Sometimes, two commands have the same discriminative keywords with different locations. In such cases, the location of keywords discriminate two commands. For example, as Table 1 shows, both commands 46 and 54 have discriminative keyword “temperature”. However, in command 46, this keyword is located at the beginning of the command while it is located at the end of command 54. Therefore, in this case, the location of the keyword discriminates the two commands.

According to Table 1, the voice commands can be divided into three groups based on the number of their discriminative keywords. Commands type I are decoded using only one discriminative keyword. In the commands type II, two discriminative keywords are used for decoding them. Commands type III are decoded using three discriminative keywords. The rule-based language model is proposed based on these three types of commands. In addition, there are some exceptions for some voice commands. The general rules have been modified for these commands to cover those exceptions. The different exceptions types and the main general rules for decoding three types of commands and different types of exceptions are proposed in the following.

2.6.1 Different exceptions types

2.6.1.1 Exception 1

The command is determined due to just one discriminative keyword, but it contains more than one keyword. Some of them are discriminative keywords of other commands. In such cases, the rules are modified to cover this exception and decode the command, correctly.

- _STATED GOAL 1_: Duplicate the whole passage above on discriminative keywords in voice commands, word for word.

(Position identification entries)
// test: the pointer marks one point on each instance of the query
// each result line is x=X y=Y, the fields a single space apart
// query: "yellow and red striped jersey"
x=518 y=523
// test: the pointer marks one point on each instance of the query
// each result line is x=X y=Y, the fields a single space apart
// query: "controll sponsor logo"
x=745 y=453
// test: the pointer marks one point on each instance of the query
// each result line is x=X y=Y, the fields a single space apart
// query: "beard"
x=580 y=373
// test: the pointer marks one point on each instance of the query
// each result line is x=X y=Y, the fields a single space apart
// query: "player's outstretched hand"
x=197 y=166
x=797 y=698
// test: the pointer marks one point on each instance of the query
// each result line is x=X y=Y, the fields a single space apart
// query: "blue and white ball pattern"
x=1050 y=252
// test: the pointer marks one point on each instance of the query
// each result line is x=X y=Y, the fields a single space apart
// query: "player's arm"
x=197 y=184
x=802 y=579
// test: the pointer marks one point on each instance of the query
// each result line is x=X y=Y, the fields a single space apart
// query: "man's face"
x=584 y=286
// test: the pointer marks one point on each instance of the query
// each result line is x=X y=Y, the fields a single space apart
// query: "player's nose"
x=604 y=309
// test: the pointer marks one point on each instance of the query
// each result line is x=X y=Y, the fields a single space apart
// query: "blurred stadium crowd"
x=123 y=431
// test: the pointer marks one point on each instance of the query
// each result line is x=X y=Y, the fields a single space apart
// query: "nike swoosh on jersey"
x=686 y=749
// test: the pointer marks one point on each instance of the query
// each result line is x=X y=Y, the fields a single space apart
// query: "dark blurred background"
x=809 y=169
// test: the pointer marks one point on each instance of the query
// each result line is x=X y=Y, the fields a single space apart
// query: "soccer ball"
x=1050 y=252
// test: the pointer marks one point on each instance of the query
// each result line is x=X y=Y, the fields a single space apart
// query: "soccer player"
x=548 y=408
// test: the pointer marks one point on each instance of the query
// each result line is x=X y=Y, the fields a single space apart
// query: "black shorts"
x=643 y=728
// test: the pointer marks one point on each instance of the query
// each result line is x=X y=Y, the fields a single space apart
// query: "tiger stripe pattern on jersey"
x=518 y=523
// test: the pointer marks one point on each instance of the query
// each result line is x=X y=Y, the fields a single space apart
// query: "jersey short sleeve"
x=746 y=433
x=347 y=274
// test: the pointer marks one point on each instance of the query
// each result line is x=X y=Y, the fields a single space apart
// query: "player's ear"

- _STATED GOAL 2_: Gather every line of the entries above that contains the string "ball".

- _TASK RESPONSE 1_:
Sometimes, two commands have the same discriminative keywords with different locations. In such cases, the location of keywords discriminate two commands. For example, as Table 1 shows, both commands 46 and 54 have discriminative keyword “temperature”. However, in command 46, this keyword is located at the beginning of the command while it is located at the end of command 54. Therefore, in this case, the location of the keyword discriminates the two commands.

According to Table 1, the voice commands can be divided into three groups based on the number of their discriminative keywords. Commands type I are decoded using only one discriminative keyword. In the commands type II, two discriminative keywords are used for decoding them. Commands type III are decoded using three discriminative keywords. The rule-based language model is proposed based on these three types of commands. In addition, there are some exceptions for some voice commands. The general rules have been modified for these commands to cover those exceptions. The different exceptions types and the main general rules for decoding three types of commands and different types of exceptions are proposed in the following.

2.6.1 Different exceptions types

2.6.1.1 Exception 1

The command is determined due to just one discriminative keyword, but it contains more than one keyword. Some of them are discriminative keywords of other commands. In such cases, the rules are modified to cover this exception and decode the command, correctly.

- _TASK RESPONSE 2_:
// query: "blue and white ball pattern"
// query: "soccer ball"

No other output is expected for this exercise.